━━━━━ Data section
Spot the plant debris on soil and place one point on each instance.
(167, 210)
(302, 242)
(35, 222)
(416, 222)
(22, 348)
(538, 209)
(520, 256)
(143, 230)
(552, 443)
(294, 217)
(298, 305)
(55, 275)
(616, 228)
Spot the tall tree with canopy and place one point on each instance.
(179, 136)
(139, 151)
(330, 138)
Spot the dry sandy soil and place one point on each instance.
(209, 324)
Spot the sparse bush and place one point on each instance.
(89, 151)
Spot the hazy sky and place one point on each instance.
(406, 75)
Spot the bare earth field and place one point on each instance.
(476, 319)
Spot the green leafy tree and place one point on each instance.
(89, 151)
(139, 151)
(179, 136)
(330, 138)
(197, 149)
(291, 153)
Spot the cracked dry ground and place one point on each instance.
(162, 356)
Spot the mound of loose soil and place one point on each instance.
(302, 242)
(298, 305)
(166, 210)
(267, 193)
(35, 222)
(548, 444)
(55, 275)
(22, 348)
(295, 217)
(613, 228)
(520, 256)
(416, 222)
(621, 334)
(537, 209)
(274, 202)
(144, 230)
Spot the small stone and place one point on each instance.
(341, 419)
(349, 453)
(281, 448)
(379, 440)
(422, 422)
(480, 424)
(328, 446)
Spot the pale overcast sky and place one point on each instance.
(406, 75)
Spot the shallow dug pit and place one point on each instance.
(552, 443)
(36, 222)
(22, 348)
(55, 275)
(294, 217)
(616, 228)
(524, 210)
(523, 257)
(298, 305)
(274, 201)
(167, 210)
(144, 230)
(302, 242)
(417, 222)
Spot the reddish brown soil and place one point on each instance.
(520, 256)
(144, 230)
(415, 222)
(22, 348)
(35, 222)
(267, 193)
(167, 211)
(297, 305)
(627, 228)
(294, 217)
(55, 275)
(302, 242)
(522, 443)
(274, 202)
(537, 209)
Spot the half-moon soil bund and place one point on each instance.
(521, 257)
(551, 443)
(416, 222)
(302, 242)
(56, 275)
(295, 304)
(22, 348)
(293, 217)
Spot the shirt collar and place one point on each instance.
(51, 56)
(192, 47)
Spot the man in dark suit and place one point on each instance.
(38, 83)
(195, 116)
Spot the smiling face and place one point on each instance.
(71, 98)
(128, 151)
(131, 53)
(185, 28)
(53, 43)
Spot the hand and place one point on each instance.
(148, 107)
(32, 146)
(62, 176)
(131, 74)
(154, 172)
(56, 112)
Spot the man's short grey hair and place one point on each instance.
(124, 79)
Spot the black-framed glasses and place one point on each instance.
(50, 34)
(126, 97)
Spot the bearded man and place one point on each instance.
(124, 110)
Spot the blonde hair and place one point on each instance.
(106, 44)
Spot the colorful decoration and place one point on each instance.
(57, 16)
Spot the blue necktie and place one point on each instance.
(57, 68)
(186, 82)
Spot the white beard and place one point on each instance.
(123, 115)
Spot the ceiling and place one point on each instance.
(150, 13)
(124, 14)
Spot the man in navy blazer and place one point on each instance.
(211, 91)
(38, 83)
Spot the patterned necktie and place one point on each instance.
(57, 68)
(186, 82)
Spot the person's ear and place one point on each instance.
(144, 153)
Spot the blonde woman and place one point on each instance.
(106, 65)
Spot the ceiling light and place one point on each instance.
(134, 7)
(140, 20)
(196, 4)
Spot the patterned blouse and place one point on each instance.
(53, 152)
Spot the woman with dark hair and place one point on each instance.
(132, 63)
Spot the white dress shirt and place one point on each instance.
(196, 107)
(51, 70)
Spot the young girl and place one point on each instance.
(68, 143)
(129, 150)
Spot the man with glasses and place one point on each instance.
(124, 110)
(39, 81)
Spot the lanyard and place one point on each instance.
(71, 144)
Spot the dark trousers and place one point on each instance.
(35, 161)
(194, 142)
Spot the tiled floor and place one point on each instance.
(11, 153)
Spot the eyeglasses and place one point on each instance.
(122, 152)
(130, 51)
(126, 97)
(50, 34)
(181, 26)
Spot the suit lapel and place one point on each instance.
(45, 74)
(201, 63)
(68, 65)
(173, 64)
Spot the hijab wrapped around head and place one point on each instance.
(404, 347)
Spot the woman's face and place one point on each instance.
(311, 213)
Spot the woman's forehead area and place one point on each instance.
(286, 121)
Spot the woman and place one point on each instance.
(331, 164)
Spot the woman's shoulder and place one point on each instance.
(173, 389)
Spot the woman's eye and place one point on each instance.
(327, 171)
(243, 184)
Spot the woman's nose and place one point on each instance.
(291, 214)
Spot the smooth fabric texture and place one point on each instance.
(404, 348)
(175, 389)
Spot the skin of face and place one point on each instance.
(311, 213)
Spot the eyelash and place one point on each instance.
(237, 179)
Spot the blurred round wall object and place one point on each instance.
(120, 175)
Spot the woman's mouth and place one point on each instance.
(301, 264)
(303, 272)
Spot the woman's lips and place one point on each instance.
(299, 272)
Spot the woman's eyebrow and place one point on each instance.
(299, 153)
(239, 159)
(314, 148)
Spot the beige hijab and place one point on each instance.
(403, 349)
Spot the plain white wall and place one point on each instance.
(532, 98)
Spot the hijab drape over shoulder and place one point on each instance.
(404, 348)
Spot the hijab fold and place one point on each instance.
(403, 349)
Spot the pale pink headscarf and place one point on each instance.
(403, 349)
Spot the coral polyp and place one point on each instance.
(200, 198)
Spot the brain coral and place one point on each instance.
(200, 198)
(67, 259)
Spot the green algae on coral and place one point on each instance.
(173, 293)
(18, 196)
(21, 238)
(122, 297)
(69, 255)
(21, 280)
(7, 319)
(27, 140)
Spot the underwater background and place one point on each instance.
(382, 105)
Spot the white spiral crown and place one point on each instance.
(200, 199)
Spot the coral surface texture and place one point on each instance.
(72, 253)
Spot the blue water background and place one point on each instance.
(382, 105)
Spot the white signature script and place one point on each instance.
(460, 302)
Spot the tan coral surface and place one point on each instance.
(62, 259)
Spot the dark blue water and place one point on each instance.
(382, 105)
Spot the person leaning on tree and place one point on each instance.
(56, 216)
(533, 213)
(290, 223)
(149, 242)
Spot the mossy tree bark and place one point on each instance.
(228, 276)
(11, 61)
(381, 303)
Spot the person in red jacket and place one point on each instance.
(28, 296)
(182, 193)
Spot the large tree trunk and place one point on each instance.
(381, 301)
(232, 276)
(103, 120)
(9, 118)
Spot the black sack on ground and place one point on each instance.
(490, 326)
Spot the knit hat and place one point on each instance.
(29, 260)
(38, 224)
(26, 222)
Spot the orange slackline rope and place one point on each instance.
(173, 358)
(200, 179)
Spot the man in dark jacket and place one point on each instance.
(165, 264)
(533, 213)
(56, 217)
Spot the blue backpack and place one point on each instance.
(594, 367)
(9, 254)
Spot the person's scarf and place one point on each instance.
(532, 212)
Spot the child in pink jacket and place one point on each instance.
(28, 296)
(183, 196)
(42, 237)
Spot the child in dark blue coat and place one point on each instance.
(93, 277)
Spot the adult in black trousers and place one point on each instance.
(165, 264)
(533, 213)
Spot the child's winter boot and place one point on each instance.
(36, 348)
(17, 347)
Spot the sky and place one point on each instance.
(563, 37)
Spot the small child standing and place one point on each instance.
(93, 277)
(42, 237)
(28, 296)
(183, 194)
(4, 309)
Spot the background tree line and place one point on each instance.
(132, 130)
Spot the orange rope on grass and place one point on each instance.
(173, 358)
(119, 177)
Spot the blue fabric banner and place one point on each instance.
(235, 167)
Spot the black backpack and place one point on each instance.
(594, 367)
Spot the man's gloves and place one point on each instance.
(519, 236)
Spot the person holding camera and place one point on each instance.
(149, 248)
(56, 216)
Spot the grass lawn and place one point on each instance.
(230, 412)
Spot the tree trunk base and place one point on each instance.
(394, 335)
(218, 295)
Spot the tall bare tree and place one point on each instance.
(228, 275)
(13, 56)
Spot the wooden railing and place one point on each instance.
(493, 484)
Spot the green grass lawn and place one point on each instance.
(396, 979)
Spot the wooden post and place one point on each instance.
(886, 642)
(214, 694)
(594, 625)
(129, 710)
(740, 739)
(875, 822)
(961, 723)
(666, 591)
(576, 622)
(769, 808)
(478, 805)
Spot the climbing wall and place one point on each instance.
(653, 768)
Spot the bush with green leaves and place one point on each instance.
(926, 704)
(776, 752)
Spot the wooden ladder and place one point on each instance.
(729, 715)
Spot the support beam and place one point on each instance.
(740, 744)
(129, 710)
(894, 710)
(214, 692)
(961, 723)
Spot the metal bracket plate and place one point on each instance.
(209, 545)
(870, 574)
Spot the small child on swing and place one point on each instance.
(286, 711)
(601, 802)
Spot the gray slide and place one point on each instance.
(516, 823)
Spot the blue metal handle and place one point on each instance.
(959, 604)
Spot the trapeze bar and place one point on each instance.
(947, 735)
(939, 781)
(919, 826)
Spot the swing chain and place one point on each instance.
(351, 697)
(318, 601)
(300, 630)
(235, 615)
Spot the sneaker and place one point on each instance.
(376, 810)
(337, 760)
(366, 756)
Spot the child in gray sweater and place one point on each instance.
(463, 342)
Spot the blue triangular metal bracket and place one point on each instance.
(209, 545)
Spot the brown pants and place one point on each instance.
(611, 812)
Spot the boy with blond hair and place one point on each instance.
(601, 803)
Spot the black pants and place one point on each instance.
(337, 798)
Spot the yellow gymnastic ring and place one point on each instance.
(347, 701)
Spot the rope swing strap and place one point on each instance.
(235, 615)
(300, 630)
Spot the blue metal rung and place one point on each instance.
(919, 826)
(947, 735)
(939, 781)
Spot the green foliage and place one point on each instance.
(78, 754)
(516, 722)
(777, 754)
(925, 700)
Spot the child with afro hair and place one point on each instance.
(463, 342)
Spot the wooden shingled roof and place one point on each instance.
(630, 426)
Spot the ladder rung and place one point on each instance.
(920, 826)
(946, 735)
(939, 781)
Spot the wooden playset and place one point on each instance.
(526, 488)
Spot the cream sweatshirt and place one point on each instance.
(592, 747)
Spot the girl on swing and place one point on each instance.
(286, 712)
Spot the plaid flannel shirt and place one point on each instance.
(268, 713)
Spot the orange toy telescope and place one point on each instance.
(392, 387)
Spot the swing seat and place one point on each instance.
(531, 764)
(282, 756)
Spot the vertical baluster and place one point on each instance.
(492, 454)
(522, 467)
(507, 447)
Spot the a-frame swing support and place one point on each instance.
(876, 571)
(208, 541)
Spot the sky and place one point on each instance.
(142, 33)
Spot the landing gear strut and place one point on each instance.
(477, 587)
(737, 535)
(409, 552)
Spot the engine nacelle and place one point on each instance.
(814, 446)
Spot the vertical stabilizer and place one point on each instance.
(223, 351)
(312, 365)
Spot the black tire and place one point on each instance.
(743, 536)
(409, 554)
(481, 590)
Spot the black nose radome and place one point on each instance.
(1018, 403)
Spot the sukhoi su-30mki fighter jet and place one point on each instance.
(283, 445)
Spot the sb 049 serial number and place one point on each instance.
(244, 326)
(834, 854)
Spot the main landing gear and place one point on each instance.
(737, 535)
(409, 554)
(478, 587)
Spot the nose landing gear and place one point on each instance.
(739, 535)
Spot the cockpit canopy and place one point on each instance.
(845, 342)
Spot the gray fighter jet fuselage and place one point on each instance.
━━━━━━━━━━
The exercise: Locate the line that contains "Spot the engine", then please quote it and every line after it to the end of the entries above, exactly and with nothing else.

Worked answer:
Spot the engine nacelle and place one point on each instance.
(814, 446)
Spot the vertical stabilizer and place one point on each instance.
(223, 351)
(312, 365)
Spot the black tire and place one point on each instance.
(743, 536)
(409, 554)
(481, 590)
Spot the black nose radome and place one point on each instance.
(1018, 403)
Spot the sukhoi su-30mki fighter jet and place one point on each instance.
(283, 445)
Spot the sb 049 serial number and place one point on each instance.
(244, 326)
(834, 854)
Spot the main landing gear and place one point on each instance.
(737, 535)
(409, 554)
(478, 587)
Spot the nose landing gear and place one point on each instance.
(739, 535)
Spot the cockpit canopy and place one point on each instance.
(845, 342)
Spot the gray fighter jet fuselage and place one point on each instance.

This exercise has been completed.